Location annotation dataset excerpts
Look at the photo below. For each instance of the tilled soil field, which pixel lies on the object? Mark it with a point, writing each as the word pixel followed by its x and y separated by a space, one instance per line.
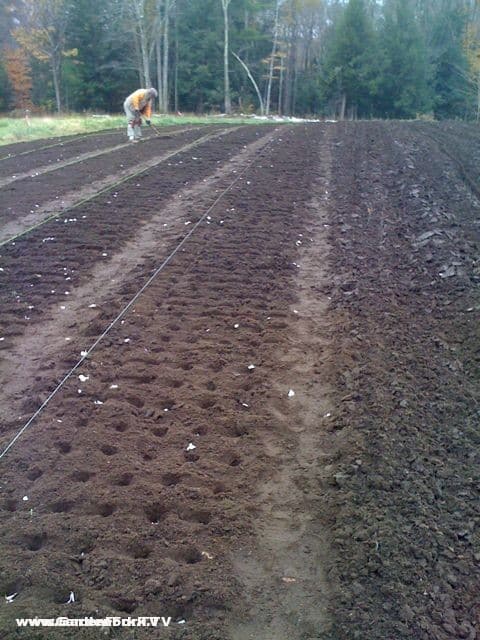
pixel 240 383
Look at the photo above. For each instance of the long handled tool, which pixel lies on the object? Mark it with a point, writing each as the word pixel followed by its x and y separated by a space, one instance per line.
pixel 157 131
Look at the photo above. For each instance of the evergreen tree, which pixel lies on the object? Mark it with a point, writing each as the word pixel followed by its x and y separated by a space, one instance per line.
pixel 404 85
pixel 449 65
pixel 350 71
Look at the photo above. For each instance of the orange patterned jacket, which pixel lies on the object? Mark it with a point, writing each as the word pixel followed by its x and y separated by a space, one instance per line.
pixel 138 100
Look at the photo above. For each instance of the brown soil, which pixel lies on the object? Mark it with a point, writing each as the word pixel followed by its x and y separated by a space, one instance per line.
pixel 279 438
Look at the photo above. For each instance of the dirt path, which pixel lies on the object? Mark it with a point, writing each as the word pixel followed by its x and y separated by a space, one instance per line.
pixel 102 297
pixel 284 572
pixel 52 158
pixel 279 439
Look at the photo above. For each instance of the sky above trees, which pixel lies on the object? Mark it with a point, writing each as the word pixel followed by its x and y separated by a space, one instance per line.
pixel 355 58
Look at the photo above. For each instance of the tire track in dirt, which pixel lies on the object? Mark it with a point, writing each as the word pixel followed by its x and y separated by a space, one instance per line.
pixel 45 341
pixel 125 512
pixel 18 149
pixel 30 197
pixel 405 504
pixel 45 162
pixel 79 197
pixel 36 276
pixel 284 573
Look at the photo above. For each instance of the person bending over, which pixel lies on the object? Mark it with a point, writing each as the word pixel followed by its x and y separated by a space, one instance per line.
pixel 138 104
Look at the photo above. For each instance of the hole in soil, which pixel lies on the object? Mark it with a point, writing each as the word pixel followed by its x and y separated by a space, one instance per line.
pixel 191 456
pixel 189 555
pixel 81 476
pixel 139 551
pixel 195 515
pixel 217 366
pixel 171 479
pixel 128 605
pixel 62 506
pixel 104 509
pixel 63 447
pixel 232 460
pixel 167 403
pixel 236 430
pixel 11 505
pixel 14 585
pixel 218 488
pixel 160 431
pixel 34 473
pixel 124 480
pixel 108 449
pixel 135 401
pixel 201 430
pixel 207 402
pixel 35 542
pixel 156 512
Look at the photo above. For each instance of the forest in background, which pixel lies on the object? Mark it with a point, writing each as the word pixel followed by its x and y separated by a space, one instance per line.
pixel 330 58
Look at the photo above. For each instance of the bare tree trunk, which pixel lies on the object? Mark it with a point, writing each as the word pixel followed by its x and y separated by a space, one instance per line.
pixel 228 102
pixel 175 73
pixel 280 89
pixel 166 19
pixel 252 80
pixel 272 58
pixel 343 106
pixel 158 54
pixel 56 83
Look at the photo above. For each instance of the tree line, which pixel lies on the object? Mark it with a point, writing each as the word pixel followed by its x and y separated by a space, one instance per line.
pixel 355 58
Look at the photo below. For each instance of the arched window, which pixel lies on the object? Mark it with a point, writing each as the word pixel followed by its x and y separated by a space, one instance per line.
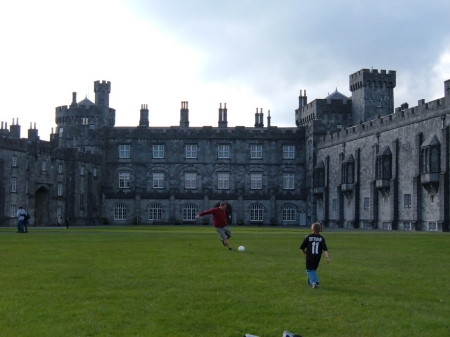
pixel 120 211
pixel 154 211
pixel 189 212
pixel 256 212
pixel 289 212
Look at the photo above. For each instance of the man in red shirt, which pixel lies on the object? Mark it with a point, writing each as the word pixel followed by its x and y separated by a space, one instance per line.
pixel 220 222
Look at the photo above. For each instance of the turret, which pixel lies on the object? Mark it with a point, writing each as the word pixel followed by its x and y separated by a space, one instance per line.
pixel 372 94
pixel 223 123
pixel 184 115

---

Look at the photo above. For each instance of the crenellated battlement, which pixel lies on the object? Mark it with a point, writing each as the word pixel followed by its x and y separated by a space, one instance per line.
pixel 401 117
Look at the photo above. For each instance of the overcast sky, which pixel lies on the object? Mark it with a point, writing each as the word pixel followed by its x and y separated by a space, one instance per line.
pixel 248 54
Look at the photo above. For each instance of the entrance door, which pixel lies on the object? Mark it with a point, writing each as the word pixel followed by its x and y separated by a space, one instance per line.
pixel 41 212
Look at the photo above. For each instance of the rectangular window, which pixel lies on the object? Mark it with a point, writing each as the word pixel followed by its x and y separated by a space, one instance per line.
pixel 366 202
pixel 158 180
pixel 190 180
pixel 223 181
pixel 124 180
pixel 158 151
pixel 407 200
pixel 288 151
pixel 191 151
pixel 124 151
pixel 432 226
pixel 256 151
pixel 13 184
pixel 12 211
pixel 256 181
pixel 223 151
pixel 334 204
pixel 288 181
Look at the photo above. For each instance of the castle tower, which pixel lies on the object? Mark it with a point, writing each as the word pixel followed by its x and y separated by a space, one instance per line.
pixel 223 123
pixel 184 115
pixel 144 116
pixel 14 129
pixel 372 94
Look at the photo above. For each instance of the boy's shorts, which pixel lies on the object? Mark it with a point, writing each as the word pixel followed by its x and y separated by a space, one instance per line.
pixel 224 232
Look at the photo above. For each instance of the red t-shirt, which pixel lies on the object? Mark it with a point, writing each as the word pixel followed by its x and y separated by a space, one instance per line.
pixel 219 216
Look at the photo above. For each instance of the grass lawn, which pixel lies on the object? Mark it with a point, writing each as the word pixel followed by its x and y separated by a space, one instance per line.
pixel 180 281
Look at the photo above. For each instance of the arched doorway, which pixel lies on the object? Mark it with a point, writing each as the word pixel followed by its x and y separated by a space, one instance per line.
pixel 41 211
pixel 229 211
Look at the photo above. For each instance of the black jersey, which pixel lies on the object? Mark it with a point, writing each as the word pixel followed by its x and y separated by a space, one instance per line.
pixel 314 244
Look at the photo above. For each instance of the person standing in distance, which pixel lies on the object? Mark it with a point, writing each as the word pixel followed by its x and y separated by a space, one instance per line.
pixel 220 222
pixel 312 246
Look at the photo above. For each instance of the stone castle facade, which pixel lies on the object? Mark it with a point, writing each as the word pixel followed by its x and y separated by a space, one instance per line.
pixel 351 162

--

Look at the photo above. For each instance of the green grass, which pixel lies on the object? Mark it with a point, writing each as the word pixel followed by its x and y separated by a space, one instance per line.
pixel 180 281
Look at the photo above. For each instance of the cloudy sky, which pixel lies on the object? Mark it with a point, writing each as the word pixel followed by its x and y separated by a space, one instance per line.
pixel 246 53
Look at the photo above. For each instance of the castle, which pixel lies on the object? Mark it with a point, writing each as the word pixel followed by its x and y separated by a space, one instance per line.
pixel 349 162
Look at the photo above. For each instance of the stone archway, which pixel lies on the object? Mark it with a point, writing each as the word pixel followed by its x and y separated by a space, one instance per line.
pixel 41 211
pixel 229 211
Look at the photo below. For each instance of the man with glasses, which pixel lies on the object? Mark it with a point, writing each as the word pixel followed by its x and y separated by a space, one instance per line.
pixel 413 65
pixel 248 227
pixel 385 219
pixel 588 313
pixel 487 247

Instructions for the task -
Rename "man with glasses" to "person wearing glasses" in the data from the line with "Look at the photo below. For each instance of the man" to the line with "pixel 487 247", and give those lines back with nothing else changed.

Solution to this task -
Look at the photo below. For each instance of the person wearing glasses, which pixel lies on the object? Mark it with a point, writing each as the word pixel followed by its x and y separated by a space, one instance per line.
pixel 413 65
pixel 248 227
pixel 385 219
pixel 588 313
pixel 487 247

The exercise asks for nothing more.